* **WORK ORDER**: The expected response is the entire set of entries, copied exactly.

*** DATA RECORDS Section Begins ***

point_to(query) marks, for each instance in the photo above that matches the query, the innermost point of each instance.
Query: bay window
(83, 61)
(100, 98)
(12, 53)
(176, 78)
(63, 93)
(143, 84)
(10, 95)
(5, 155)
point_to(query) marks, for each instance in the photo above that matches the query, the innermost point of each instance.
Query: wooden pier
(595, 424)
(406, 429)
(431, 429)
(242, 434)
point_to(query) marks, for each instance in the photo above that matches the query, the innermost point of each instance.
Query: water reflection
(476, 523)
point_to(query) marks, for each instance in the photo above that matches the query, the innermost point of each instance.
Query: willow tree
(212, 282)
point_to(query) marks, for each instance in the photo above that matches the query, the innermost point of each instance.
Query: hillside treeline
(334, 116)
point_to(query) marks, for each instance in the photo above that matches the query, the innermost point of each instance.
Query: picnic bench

*** DATA RECORDS Section Ends ***

* **EXPECTED ANSWER**:
point_to(query) marks, for each instance in the photo above that matches the query, the innermost point of each instance.
Query: bay window
(83, 61)
(100, 98)
(12, 53)
(176, 78)
(63, 93)
(143, 84)
(10, 95)
(5, 155)
point_to(query) marks, for each instance in the photo above that matches the query, the innermost point of each instance.
Query: wooden pier
(595, 424)
(406, 429)
(431, 429)
(242, 434)
point_to(query) marks, for each instance in the photo above that matches the query, the innermost point of each instance.
Query: water reflection
(476, 523)
point_to(query) marks, for each instance in the photo above that matches the query, the innermost point of each instance.
Query: willow tree
(212, 282)
point_to(query) marks, for each instance in the photo above that matches the query, the innermost point of each instance.
Query: hillside treeline
(334, 116)
point_to(query) marks, for each instance in the photo above that matches the query, the innermost point of each instance.
Query: picnic bench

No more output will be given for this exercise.